** Directions for this task **
Render every line of the entries below as a numbered list, omitting blank lines. Leave the pictures out of your answer.

::: Material provided :::

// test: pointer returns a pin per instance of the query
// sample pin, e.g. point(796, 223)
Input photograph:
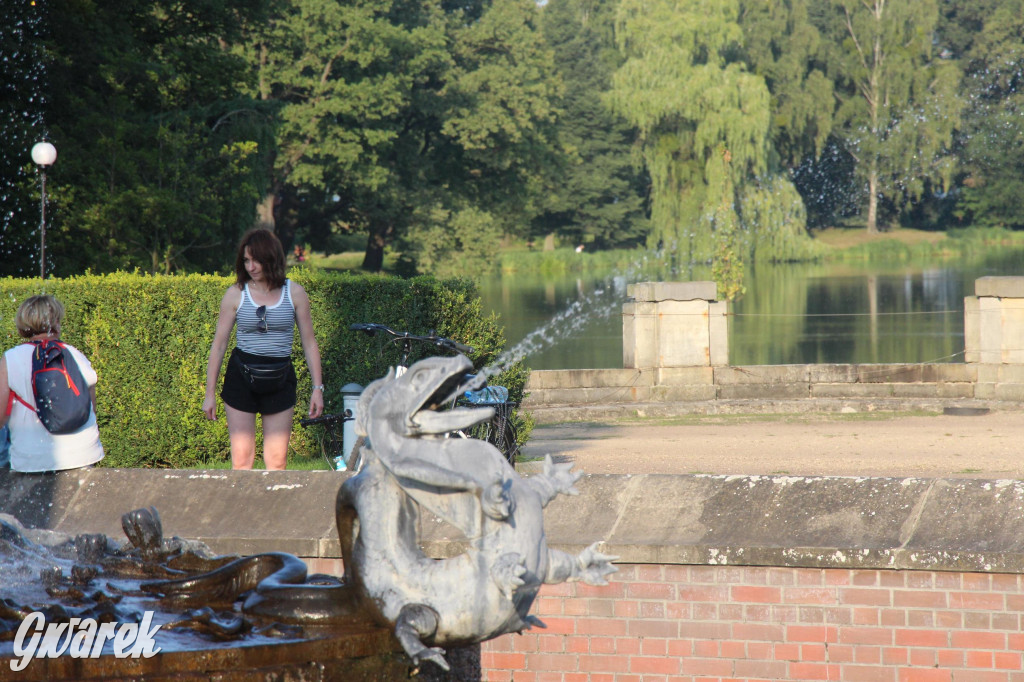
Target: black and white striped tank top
point(276, 341)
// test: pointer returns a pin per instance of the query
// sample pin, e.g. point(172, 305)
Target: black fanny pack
point(264, 375)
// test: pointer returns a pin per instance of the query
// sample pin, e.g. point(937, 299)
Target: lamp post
point(44, 155)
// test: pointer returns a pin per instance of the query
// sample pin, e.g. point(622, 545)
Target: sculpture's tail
point(227, 583)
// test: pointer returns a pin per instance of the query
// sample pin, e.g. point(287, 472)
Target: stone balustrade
point(675, 349)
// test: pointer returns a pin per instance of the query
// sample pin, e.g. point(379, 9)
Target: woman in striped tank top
point(265, 307)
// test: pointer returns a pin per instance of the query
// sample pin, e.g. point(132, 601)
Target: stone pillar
point(993, 336)
point(674, 324)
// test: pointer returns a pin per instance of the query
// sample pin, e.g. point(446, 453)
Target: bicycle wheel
point(500, 431)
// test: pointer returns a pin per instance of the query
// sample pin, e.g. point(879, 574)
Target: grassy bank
point(837, 245)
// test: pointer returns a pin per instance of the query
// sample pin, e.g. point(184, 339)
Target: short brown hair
point(264, 247)
point(39, 314)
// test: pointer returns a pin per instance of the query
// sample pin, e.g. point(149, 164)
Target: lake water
point(792, 313)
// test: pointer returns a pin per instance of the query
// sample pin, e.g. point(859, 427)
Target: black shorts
point(236, 391)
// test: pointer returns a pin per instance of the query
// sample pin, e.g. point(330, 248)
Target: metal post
point(42, 226)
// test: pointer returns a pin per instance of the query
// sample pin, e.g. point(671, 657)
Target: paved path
point(864, 444)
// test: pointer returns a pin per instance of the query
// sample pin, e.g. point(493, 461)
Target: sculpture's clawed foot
point(143, 529)
point(594, 565)
point(496, 502)
point(432, 653)
point(507, 572)
point(415, 623)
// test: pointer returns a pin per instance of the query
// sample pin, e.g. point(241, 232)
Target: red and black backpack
point(61, 396)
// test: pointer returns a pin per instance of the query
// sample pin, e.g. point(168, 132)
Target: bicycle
point(499, 430)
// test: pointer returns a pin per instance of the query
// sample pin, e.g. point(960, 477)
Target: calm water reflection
point(792, 313)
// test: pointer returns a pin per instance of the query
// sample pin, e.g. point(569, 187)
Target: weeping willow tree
point(705, 130)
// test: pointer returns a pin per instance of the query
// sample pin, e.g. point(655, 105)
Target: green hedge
point(148, 339)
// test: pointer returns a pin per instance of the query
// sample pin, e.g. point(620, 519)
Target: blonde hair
point(39, 314)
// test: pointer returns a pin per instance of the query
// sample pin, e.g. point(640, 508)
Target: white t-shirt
point(34, 449)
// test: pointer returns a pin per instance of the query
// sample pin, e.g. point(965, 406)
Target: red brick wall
point(722, 624)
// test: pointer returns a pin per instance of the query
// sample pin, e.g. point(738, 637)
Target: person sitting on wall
point(33, 448)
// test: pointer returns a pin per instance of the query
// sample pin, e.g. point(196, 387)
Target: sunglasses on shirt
point(261, 318)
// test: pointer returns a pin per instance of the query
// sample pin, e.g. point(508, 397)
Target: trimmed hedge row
point(148, 339)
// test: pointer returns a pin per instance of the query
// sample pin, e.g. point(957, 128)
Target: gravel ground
point(988, 445)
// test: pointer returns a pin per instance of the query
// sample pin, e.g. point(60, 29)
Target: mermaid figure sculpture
point(409, 464)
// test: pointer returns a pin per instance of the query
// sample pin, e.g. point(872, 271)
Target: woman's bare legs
point(242, 430)
point(276, 433)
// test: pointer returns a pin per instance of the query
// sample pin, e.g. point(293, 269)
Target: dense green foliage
point(598, 198)
point(148, 339)
point(712, 130)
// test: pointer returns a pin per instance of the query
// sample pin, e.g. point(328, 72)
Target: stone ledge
point(822, 521)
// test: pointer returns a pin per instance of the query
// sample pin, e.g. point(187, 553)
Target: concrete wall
point(762, 578)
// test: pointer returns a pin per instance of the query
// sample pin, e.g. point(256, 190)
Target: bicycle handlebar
point(373, 328)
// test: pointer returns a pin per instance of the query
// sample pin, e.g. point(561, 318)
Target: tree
point(704, 120)
point(987, 38)
point(783, 46)
point(22, 101)
point(599, 194)
point(898, 104)
point(396, 115)
point(155, 171)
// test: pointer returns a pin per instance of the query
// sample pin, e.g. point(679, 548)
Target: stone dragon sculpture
point(410, 463)
point(487, 590)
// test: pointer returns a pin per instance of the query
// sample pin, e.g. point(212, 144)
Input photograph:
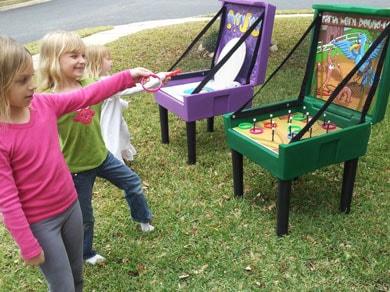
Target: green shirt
point(82, 144)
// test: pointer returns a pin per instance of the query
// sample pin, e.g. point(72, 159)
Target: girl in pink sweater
point(38, 200)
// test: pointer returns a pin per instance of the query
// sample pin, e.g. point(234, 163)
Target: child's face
point(72, 65)
point(22, 88)
point(106, 66)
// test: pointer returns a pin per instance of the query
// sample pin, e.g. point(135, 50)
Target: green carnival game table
point(344, 92)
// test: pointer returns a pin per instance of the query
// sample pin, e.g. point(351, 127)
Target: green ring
point(245, 126)
point(299, 117)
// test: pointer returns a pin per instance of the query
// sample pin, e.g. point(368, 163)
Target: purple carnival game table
point(239, 64)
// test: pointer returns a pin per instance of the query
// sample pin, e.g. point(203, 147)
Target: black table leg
point(349, 176)
point(238, 173)
point(191, 141)
point(164, 125)
point(283, 206)
point(210, 124)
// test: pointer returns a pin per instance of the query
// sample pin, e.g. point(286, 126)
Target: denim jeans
point(121, 176)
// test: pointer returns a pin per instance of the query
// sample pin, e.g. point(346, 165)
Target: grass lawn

:::

** Response for this exercise **
1. // test: pointer returns a pin per instance of the query
2. // sample pin, e.g. point(796, 223)
3. Input photograph:
4. Target: black and white striped tank top
5. point(276, 341)
6. // test: pointer returns a pin per instance of the query
7. // sample pin, e.g. point(172, 305)
8. Target: black fanny pack
9. point(264, 375)
10. // test: pointer returns a pin per instance of the query
11. // sample pin, e.g. point(937, 299)
12. Target: lamp post
13. point(44, 155)
14. // test: pointer returns a pin per instance of the query
15. // sample pin, e.g. point(622, 545)
16. Target: sculpture's tail
17. point(227, 583)
18. // test: pointer returns a pin per instance of the query
19. // sample pin, e.g. point(287, 472)
20. Target: stone balustrade
21. point(675, 349)
22. // test: pointer returns a pin per instance of the query
23. // sample pin, e.g. point(379, 9)
24. Target: woman in striped tank top
25. point(265, 307)
26. // test: pointer returns a pin per instance of the query
27. // sample pin, e.g. point(132, 601)
28. Target: stone pillar
29. point(993, 336)
30. point(674, 324)
31. // test: pointer returns a pin per instance of the query
32. // sample pin, e.g. point(446, 453)
33. Target: bicycle wheel
34. point(500, 431)
35. // test: pointer returns a pin per instance of the query
36. // sample pin, e.g. point(879, 574)
37. Target: grassy bank
38. point(837, 245)
39. // test: pointer returns a pin per instance of the query
40. // sample pin, e.g. point(184, 339)
41. Target: short brown hair
42. point(264, 247)
43. point(39, 314)
44. // test: pointer returns a pin per instance of the query
45. // sample pin, e.g. point(149, 164)
46. Target: lake water
47. point(792, 313)
48. // test: pointer returns a pin per instance of the query
49. // sample pin, e.g. point(859, 427)
50. Target: black shorts
51. point(236, 391)
52. // test: pointer returns a pin per instance of the query
53. // sample pin, e.g. point(330, 248)
54. Target: metal post
55. point(42, 226)
56. // test: pointer returns a pin per instance of the query
57. // sample pin, e.g. point(671, 657)
58. Target: paved path
59. point(864, 444)
60. // test: pointer returns a pin per instance of the query
61. // sample pin, e.g. point(493, 461)
62. Target: sculpture's clawed foot
63. point(143, 529)
64. point(594, 565)
65. point(496, 502)
66. point(432, 653)
67. point(507, 572)
68. point(415, 623)
69. // test: pointer returns a pin per instance of the query
70. // sample pin, e.g. point(241, 232)
71. Target: red and black backpack
72. point(61, 396)
73. // test: pointer returns a pin per instance of the query
74. // sample pin, e.g. point(168, 132)
75. Target: bicycle
76. point(499, 430)
77. // test: pointer returns a pin per instance of the query
78. // sample pin, e.g. point(960, 477)
79. Target: calm water reflection
80. point(792, 313)
81. // test: pointer returns a pin per instance of the query
82. // sample pin, e.g. point(569, 187)
83. Target: weeping willow tree
84. point(705, 130)
85. // test: pointer returns a pin per instance of the query
86. // sample pin, e.g. point(655, 105)
87. Target: green hedge
88. point(148, 339)
89. // test: pointer returns a pin per instance of the query
90. // sample pin, e.g. point(620, 519)
91. Target: blonde hair
92. point(39, 314)
93. // test: pointer returns a pin per instance of the query
94. // sample pin, e.g. point(640, 508)
95. Target: white t-shirt
96. point(34, 449)
97. // test: pointer returns a pin per instance of the query
98. // sample pin, e.g. point(965, 406)
99. Target: red brick wall
100. point(722, 624)
101. // test: pointer returns a pin per instance of the query
102. // sample pin, e.g. point(738, 637)
103. Target: person sitting on wall
104. point(33, 448)
105. // test: pointer returns a pin per instance of the query
106. // sample pin, e.g. point(196, 387)
107. Target: sunglasses on shirt
108. point(261, 318)
109. // test: pointer returns a pin per instance of the query
110. // sample pin, e.g. point(508, 397)
111. Target: trimmed hedge row
112. point(148, 339)
113. // test: pointer returns a pin per instance of the query
114. // sample pin, e.g. point(957, 128)
115. Target: gravel ground
116. point(988, 445)
117. // test: pointer returns a pin per instance of the query
118. // sample pin, e.g. point(60, 29)
119. Target: mermaid figure sculpture
120. point(409, 464)
121. // test: pointer returns a pin per instance of the query
122. // sample pin, e.g. point(872, 271)
123. Target: woman's bare legs
124. point(242, 430)
125. point(276, 433)
126. // test: pointer returns a pin per instance of the query
127. // sample pin, e.g. point(293, 269)
128. Target: dense green foliage
129. point(598, 198)
130. point(148, 339)
131. point(712, 130)
132. // test: pointer returns a pin per instance of the query
133. // sample pin, e.g. point(328, 72)
134. Target: stone ledge
135. point(822, 521)
136. // test: pointer returns a pin per instance of the query
137. // sample pin, e.g. point(187, 553)
138. Target: concrete wall
139. point(762, 578)
140. // test: pointer returns a pin per instance of the query
141. // sample pin, e.g. point(256, 190)
142. Target: bicycle handlebar
143. point(373, 328)
144. // test: pointer returns a pin per instance of the query
145. // sample pin, e.g. point(561, 318)
146. Target: tree
147. point(704, 120)
148. point(987, 38)
149. point(783, 46)
150. point(22, 101)
151. point(599, 194)
152. point(898, 104)
153. point(396, 115)
154. point(155, 171)
155. // test: pointer returns a pin per instance of the query
156. // sample pin, e.g. point(679, 548)
157. Target: stone dragon sculpture
158. point(410, 463)
159. point(487, 590)
160. // test: pointer returns a pin per instance of the query
161. // sample pin, e.g. point(212, 144)
162. Input photograph:
163. Target: green shirt
164. point(82, 144)
165. // test: pointer returns a pin per instance of the query
166. // sample pin, e.g. point(72, 159)
167. Target: girl in pink sweater
168. point(38, 200)
169. // test: pointer returns a pin per instance of the query
170. // sample pin, e.g. point(234, 163)
171. Target: child's face
172. point(72, 65)
173. point(22, 88)
174. point(106, 66)
175. // test: pointer returns a pin per instance of the query
176. // sample pin, e.g. point(135, 50)
177. Target: green carnival game table
178. point(344, 92)
179. // test: pointer returns a pin per instance of the query
180. // sample pin, e.g. point(351, 127)
181. Target: green ring
182. point(245, 126)
183. point(299, 117)
184. // test: pointer returns a pin per instance of the query
185. // sample pin, e.g. point(368, 163)
186. Target: purple carnival game table
187. point(239, 64)
188. // test: pointer returns a pin per instance of the query
189. // sample pin, e.g. point(203, 147)
190. Target: black table leg
191. point(349, 176)
192. point(238, 173)
193. point(191, 141)
194. point(164, 125)
195. point(283, 206)
196. point(210, 124)
197. // test: pointer returns a pin per instance of the query
198. // sample pin, e.g. point(286, 126)
199. Target: denim jeans
200. point(121, 176)
201. // test: pointer returns a pin per instance of the query
202. // sample pin, e.g. point(346, 165)
203. Target: grass lawn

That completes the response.